(Stored data entries)
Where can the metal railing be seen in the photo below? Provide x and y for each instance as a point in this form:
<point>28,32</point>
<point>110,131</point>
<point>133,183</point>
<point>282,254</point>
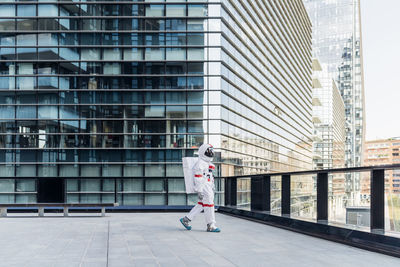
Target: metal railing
<point>261,192</point>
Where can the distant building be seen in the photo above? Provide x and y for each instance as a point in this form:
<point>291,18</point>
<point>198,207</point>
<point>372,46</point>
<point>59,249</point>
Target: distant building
<point>337,43</point>
<point>329,121</point>
<point>382,152</point>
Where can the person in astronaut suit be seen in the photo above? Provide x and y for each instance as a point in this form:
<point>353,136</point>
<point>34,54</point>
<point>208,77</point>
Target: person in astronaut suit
<point>204,186</point>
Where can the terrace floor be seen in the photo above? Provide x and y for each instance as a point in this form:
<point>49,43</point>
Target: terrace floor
<point>158,239</point>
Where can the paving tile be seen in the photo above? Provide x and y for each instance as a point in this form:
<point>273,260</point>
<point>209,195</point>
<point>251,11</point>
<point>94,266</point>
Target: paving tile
<point>158,239</point>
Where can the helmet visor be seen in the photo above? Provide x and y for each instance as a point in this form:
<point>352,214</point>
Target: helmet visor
<point>209,152</point>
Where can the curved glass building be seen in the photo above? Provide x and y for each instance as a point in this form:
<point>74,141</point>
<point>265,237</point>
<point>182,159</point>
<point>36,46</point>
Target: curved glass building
<point>110,95</point>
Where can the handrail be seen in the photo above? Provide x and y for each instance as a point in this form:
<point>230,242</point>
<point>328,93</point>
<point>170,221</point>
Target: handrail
<point>337,170</point>
<point>261,191</point>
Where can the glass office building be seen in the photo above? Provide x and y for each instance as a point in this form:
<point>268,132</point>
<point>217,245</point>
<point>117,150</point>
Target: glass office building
<point>337,43</point>
<point>110,95</point>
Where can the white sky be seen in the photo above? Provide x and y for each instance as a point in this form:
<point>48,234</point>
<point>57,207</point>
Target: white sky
<point>381,46</point>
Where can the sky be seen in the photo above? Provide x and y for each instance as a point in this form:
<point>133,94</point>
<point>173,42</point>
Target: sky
<point>380,21</point>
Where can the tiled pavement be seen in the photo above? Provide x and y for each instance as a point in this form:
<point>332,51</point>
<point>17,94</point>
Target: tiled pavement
<point>158,239</point>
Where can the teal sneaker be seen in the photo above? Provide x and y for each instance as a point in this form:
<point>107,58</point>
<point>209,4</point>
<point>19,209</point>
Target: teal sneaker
<point>185,222</point>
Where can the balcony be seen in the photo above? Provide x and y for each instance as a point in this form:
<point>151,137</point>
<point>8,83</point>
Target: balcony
<point>158,239</point>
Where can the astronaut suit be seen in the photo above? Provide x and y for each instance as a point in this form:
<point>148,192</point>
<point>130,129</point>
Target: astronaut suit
<point>204,186</point>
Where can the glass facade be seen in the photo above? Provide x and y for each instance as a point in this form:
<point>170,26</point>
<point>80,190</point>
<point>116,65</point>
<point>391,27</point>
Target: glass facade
<point>112,94</point>
<point>337,44</point>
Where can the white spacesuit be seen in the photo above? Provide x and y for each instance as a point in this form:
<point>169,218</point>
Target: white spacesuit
<point>204,186</point>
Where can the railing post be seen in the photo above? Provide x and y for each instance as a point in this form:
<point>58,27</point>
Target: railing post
<point>285,197</point>
<point>322,197</point>
<point>378,200</point>
<point>115,191</point>
<point>261,193</point>
<point>231,191</point>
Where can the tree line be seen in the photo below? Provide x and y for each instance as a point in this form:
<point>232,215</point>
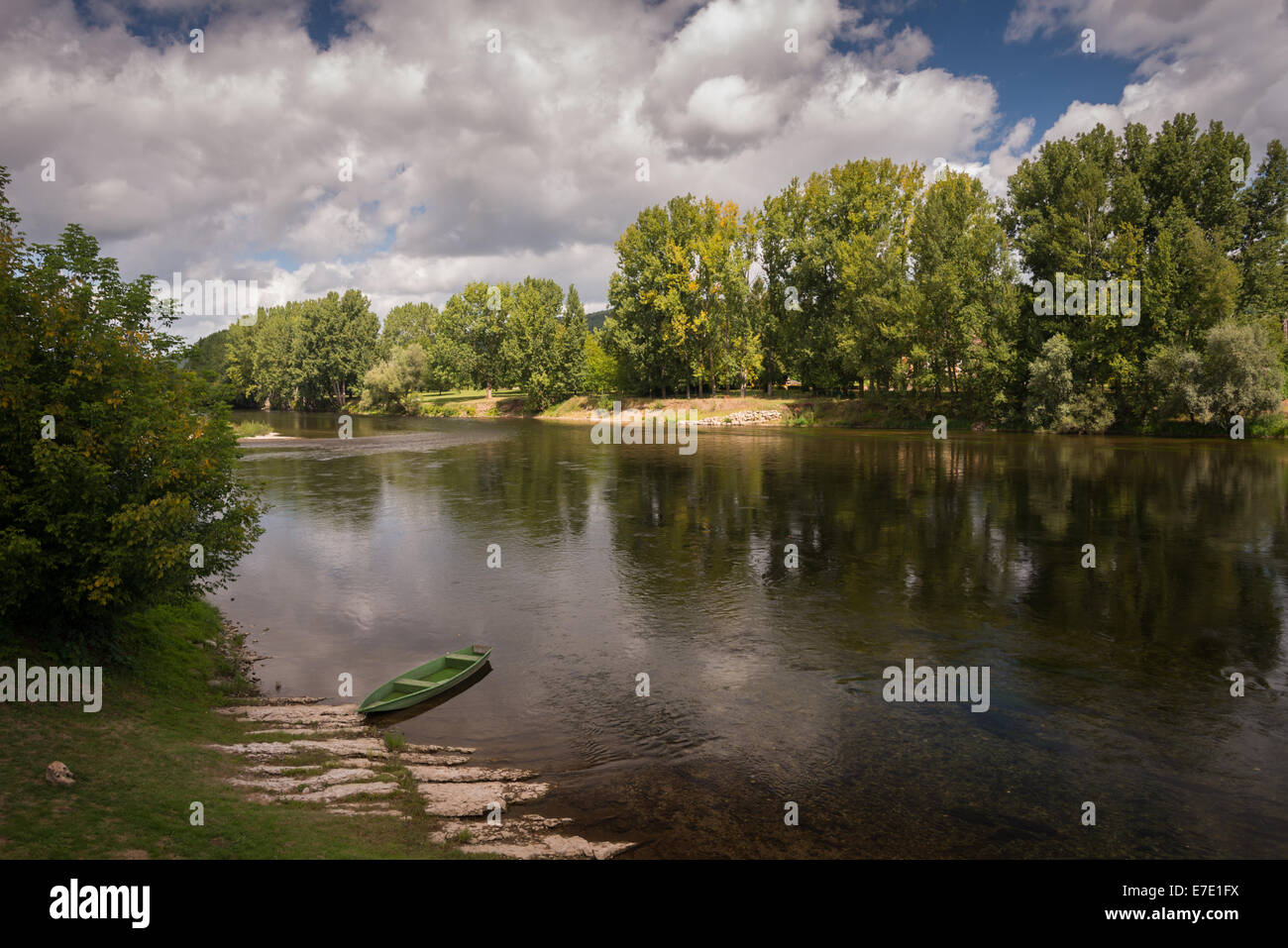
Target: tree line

> **To do**:
Whenever a line includes the word "below", pull it out of the entries.

> **Exercise result**:
Where can the metal railing be seen in the photo below? Provide x and y for each instance as a point in this form:
Where can the tree line be seen in the photo below? Provide x and y for each instance as a point in this form:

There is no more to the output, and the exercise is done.